Start of DOCUMENT SEGMENT
Thank you, Catherine, for posting BD’s beautiful thank-you note and his “self-portrait of the artist as a young man.” That picture is the only way I remember Doyle now, a young man at Notre Dame attacking life. And when I reread theses words: “Welcome, O life! I go to encounter for the millionth time the reality of experience and to forge in the smithy of my soul the uncreated conscience of my race.”, I will always think of Doyle moving on from ND, heading west via Chicago, and then to Oregon following Joyce's vision. God bless.
I'm so sad. I didn't know Brian that well, save for a couple emails from me to the master, seeking advice. But one day, he mailed me a handwritten note, acknowledging something I'd done, and I've never forgotten that. I truly regret not getting to know him better--I think putting him on a pedestal (that he never asked to be on) made me shy. I hope that keeping his warm, nimble voice in my heart and making a donation to the inevitable Doyle scholarship at Portland U will suffice as a tribute to him. He's given so much to us. I wish I could do more. Renée Olson Editor TCNJ Magazine
Dear Mary, Lily, Liam and Joey, your tenderness and strength are inspirational. Treasure every single moment together. Along with Brian you are showing us all not only how to live ,but also how to handle suffering. I have no adequate words at this time , just heartfelt love and prayers for you all . We have been consoled by various people , but mostly by Brian's very own words in books and articles. How blessed are we to have been touched by you all. Thanks Catherine for the update.
I am so sorry to hear about hospice, and had to close the door of my office so I could cry in privacy. You are well loved, by those close to you and those of us who only know you through the printed page, often at great distances. I have a little bit of you in the various torn pages containing your poems and prose, and the books, and will smile at them/you when I come across them as I live what I have left of life. God speed! You are His now, as you always were, as we all are. Peace--
Every so often, once or twice a year, I get online to find and read Brian Doyle's most recent Portland Magazine essay. That small jewel of writing at the beginning of each issue always lifts me - as does all his other writing I've read. In particular, The Wet Engine. I go back to that book over and over. I read passages aloud to family members. I give copies to the doctors who care for my young daughters. Today, I searched "Brian Doyle Portland Magazine," and I found The Beacon's initial article about the brain cancer, and then I found this page. We will support as we are able. And we - my husband and I - will carry you and your family in the front of our hearts, Mr. Doyle, in prayer, in joy, in hope, in gratitude. You have given me and so many others so much in your writing. As much as I can give back to you, I will.
End of DOCUMENT SEGMENT
PROMPT 1:
Copy from the Brian Doyle tribute comments word for word, beginning at the words "Thank you, Catherine, for" and stopping after the words "vision. God bless.".
PROMPT 2:
Answer these questions about the Brian Doyle tribute comments:
(a) At which university does the first commenter picture Doyle as a young man?
(b) At which university does Renée Olson expect a Doyle scholarship?
(c) Which book by Doyle does the last commenter return to over and over?
PROMPT 3:
Continue the Brian Doyle tribute comments from their final sentence.
Start of DATA LISTING
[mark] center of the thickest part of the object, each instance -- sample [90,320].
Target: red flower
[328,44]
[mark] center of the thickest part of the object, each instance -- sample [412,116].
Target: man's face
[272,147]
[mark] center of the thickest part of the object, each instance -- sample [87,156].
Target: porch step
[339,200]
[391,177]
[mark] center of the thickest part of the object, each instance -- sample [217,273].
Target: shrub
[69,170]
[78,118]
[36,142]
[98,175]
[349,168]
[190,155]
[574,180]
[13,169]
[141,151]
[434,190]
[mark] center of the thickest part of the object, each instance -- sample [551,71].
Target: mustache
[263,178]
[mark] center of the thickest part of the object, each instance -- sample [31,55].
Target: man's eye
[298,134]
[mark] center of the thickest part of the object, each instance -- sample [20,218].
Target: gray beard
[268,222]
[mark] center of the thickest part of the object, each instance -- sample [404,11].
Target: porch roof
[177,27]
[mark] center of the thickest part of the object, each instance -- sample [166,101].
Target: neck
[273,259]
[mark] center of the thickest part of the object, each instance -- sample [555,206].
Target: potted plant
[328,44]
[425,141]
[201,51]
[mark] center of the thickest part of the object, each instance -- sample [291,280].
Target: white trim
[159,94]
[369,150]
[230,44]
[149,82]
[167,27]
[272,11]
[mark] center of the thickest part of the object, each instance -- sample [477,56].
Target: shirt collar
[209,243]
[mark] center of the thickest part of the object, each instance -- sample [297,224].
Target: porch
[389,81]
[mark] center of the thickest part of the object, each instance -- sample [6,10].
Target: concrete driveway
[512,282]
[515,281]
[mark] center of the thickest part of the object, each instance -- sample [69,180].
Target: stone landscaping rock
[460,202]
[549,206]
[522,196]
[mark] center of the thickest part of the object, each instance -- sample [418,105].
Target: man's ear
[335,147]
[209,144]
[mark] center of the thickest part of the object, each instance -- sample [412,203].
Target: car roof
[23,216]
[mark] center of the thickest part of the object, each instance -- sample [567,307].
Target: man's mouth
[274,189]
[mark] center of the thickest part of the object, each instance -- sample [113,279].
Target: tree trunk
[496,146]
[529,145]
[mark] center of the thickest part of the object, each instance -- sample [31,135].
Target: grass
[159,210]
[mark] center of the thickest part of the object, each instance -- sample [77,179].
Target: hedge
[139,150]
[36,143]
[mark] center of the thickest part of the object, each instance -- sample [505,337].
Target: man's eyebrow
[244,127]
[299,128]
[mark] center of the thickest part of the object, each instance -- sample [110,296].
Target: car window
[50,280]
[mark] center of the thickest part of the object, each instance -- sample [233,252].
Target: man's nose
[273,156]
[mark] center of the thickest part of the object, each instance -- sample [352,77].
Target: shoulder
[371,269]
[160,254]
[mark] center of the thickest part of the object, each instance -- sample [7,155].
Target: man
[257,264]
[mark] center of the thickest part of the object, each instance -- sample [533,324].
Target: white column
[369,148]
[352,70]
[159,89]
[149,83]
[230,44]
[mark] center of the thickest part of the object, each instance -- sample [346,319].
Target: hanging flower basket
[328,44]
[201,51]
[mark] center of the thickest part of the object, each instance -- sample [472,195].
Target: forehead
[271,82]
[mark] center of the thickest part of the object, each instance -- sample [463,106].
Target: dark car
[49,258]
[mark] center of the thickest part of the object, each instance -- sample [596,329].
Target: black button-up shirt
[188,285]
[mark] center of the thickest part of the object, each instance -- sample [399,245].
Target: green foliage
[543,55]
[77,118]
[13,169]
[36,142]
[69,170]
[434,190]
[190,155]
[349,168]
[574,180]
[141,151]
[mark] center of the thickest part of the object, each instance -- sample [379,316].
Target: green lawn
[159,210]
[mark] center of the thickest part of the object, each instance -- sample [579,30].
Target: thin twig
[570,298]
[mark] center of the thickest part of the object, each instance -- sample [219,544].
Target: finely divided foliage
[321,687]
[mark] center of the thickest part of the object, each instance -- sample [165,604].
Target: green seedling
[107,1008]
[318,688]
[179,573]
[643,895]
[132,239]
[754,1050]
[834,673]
End of DATA LISTING
ANSWER SECTION 1:
Thank you, Catherine, for posting BD’s beautiful thank-you note and his “self-portrait of the artist as a young man.” That picture is the only way I remember Doyle now, a young man at Notre Dame attacking life. And when I reread theses words: “Welcome, O life! I go to encounter for the millionth time the reality of experience and to forge in the smithy of my soul the uncreated conscience of my race.”, I will always think of Doyle moving on from ND, heading west via Chicago, and then to Oregon following Joyce's vision. God bless.

ANSWER SECTION 2:
(a) Notre Dame
(b) Portland U
(c) The Wet Engine

ANSWER SECTION 3:
I hope you remember meeting my grandson, Paul Steiner, at the library two years ago. He told you about our reading Mink River at the same time and and discussing it via email. That encounter elicited a gracious letter from you to me, which I shall always keep, as well as the continuing joy of reading (sometimes re-reading) your beautiful books. Thank you, Brian, for all of it. Suzanne Palumbo
Thanks to Lily, DJD and others for the assurances, and sorry to be a skeptic. I've made my contribution and am offering up my prayers for the best possible outcomes.
I adore Brian and his writing and I'm horrified by this news. I'm also skeptical of crowd fundraising sites like this. I'm wondering if Catherine Green can identify who she is and say anything to let us know that this money will really get to Brian and his family? Or get the family to officially endorse this site?
Thank you Catherine. Thank you Mary. You, Brian's family remain in my prayers daily. Indeed there is a hole and though I didn't know him I miss Brian so much.